**INSTRUCCIÓN A**: Enumera los cargos que el texto sobre la legitimación de los responsables públicos menciona como ejemplos de puestos ocupados por designación de partido.

**TEXTO DADO**:
El político sería entonces aquella persona, normalmente perteneciente a un partido político, elegido en un proceso de elección pública para desarrollar una labor de impulso y dirección de las competencias públicas que tenga asignadas, aportando para ello una línea de trabajo marcada por unas ideas preestablecidas que han sido ofrecidas al  ciudadano para su aprobación.

 

¿Cuántos hay así? Pocos. ¿Cuántos han sido elegidos con un conocimiento real de los ciudadanos? Menos. La realidad de la legitimación por elección pública queda condicionada por la inclusión de los candidatos en listas cerradas, inamovibles, en las que los ciudadanos no conocen a nadie, y de existir alguien a quien conozcan es posiblemente al cabeza de cartel local, o incluso nacional, pero a nadie más. Pero no entremos en ello; no pongamos en duda la legitimación. Concedámosla, pero limitada a ocupar “puestos políticos”, como los hemos definido.

 

La respuesta que a estas líneas, escritas con rapidez, haría un político definido como lo he hecho hasta ahora, sería clara: para desarrollar su labor necesita “gente de confianza” y asesores para poder desarrollar su labor. Mi respuesta también es  igual de clara: cuántas  personas y quienes van a ser sus “gentes de confianza”. ¿De dónde obtienen estas personas su legitimación para ocupar responsabilidades públicas?

 

Claramente la situación descrita rompe una línea sencilla y coherente de legitimación a la hora de designar responsables públicos, por lo que esta ya no será originaria sino secundaria o derivada de aquella otra que tiene quienes lo ha designado. Por esta razón sería conveniente que estas personas que ocupan puestos públicos con una legitimación no originaria fueran los más limitados posibles. Pero aún es más; la naturaleza de estas responsabilidades deberían ser también políticas, tal y como la hemos definido. Ejemplos claros en nuestra vida política podrían serlo los innumerables Directores Generales, Jefes de servicio, Gerentes de Empresas Públicas que aterrizan en la gestión sin mayor mérito que la de su carnet de partido, imponiendo su desconocimiento técnico en aras al control político del ente asaltado.

**DATOS**:
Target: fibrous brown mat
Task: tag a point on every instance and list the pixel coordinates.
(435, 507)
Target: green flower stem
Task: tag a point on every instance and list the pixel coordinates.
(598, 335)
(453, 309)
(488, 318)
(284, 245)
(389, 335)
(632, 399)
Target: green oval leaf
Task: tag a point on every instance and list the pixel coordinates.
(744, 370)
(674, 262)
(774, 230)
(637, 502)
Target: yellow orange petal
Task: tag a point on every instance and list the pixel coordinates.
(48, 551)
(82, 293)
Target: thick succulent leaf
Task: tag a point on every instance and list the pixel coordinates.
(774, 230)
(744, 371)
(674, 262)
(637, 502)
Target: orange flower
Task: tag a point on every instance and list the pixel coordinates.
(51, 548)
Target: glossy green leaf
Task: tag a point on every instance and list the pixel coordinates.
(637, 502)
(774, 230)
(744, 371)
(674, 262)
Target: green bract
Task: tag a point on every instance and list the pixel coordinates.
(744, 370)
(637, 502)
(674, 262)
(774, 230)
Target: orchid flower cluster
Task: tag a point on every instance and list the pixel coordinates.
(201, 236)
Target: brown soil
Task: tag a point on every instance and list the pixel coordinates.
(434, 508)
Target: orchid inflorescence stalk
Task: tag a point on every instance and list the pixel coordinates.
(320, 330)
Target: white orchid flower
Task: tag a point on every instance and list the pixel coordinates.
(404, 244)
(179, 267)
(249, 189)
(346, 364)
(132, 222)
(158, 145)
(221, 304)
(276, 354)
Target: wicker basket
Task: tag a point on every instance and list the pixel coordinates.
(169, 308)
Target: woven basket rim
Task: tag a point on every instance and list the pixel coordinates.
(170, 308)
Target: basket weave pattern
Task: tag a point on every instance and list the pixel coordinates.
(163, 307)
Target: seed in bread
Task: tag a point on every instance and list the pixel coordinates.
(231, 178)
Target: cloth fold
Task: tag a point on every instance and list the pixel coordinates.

**INSTRUCCIÓN B**: Convierte en lista numerada las líneas de los registros, sin las líneas en blanco. Empieza en la línea que contiene "Target: orchid inflorescence stalk" y termina con la última línea de los registros.

**RESPUESTA COMPLETA A**:
- Directores Generales
- Jefes de servicio
- Gerentes de Empresas Públicas

**RESPUESTA COMPLETA B**:
1. Target: orchid inflorescence stalk
2. Task: tag a point on every instance and list the pixel coordinates.
3. (320, 330)
4. Target: white orchid flower
5. Task: tag a point on every instance and list the pixel coordinates.
6. (404, 244)
7. (179, 267)
8. (249, 189)
9. (346, 364)
10. (132, 222)
11. (158, 145)
12. (221, 304)
13. (276, 354)
14. Target: wicker basket
15. Task: tag a point on every instance and list the pixel coordinates.
16. (169, 308)
17. Target: woven basket rim
18. Task: tag a point on every instance and list the pixel coordinates.
19. (170, 308)
20. Target: basket weave pattern
21. Task: tag a point on every instance and list the pixel coordinates.
22. (163, 307)
23. Target: seed in bread
24. Task: tag a point on every instance and list the pixel coordinates.
25. (231, 178)
26. Target: cloth fold
27. Task: tag a point on every instance and list the pixel coordinates.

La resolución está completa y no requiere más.